[Point labeling dataset excerpts]
__________________________________________________

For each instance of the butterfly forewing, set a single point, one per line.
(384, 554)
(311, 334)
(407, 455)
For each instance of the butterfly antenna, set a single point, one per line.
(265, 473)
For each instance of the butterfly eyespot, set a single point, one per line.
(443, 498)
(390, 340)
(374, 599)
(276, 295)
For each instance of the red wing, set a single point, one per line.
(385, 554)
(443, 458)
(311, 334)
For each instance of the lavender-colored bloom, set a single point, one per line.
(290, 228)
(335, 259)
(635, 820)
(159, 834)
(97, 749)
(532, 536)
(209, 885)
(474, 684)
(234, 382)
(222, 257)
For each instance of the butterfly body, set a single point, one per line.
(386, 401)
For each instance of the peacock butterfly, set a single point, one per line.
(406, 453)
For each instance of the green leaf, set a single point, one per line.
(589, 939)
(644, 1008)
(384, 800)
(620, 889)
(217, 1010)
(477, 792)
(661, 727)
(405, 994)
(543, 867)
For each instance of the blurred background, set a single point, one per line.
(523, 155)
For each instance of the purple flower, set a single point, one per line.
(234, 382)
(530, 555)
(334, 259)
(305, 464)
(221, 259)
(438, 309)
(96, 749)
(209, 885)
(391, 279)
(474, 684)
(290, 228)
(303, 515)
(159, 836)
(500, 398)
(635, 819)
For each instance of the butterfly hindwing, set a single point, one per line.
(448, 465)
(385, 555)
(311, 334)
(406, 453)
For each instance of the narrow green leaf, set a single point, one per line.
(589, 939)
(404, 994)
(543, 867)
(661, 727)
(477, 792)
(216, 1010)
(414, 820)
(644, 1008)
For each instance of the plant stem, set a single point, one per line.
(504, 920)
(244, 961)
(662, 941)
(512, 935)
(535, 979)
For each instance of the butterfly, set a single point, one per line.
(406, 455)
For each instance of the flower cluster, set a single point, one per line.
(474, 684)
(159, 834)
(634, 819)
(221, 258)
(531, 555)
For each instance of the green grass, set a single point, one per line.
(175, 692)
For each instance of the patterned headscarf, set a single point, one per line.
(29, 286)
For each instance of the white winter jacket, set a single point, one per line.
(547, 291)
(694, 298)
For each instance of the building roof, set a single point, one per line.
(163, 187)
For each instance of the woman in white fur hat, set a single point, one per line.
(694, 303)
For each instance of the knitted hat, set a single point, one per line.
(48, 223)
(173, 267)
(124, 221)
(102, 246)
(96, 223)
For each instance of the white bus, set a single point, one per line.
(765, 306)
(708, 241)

__________________________________________________

Print every line of the records exactly. Omit nothing.

For each instance of the butterfly forewing, set a single point, one per line.
(384, 554)
(311, 334)
(407, 455)
For each instance of the butterfly antenna, set a single point, one per line.
(265, 473)
For each instance of the butterfly eyespot, set a single point, one per line.
(443, 498)
(390, 340)
(374, 599)
(276, 295)
For each instance of the red wing, set a single point, one per line.
(385, 554)
(443, 458)
(311, 334)
For each instance of the lavender-colored bloom, set a single point, one per line.
(290, 228)
(335, 259)
(635, 820)
(159, 834)
(97, 749)
(532, 536)
(209, 885)
(474, 684)
(234, 382)
(222, 257)
For each instance of the butterfly body, set a single point, one per line.
(386, 401)
For each instance of the peacock butterfly, set a single point, one per line.
(406, 453)
For each instance of the green leaf, set a single point, one per line.
(589, 939)
(644, 1008)
(384, 800)
(620, 889)
(217, 1010)
(477, 792)
(661, 727)
(405, 994)
(543, 867)
For each instance of the blurred background, set a single point, one per line.
(523, 155)
For each instance of the purple flower, set a single point, one per line.
(234, 382)
(530, 555)
(334, 259)
(305, 464)
(221, 259)
(438, 309)
(96, 749)
(209, 885)
(391, 279)
(474, 684)
(290, 228)
(303, 515)
(159, 836)
(500, 398)
(635, 819)
For each instance of the butterfly hindwing, set a single point, one per line.
(448, 465)
(385, 555)
(311, 334)
(406, 453)
For each instance of the narrow green leaf, set a single point, one per line.
(589, 939)
(404, 994)
(543, 867)
(661, 727)
(477, 792)
(216, 1010)
(414, 820)
(644, 1008)
For each instance of the plant stem, set a single point, one per line.
(504, 920)
(244, 961)
(662, 941)
(512, 935)
(535, 979)
For each instance of the butterfly, set a single point, one per line.
(406, 455)
For each instance of the flower cluster, set a single point, one per line.
(474, 684)
(159, 834)
(634, 819)
(221, 258)
(531, 555)
For each instance of the green grass, set a single point, one per line.
(175, 692)
For each instance of the patterned headscarf, set a single point, one per line.
(29, 286)
For each instance of the white winter jacket, set a single point, one per line.
(547, 291)
(694, 298)
For each instance of the building roof, set a single point, one per line.
(163, 187)
For each instance of the woman in white fur hat, set a single point, one per line.
(694, 303)
For each instance of the knitted hat, set a single point, one per line.
(48, 223)
(173, 267)
(124, 221)
(102, 246)
(96, 223)
For each instance of the white bus, set a single point, one per line.
(765, 306)
(708, 241)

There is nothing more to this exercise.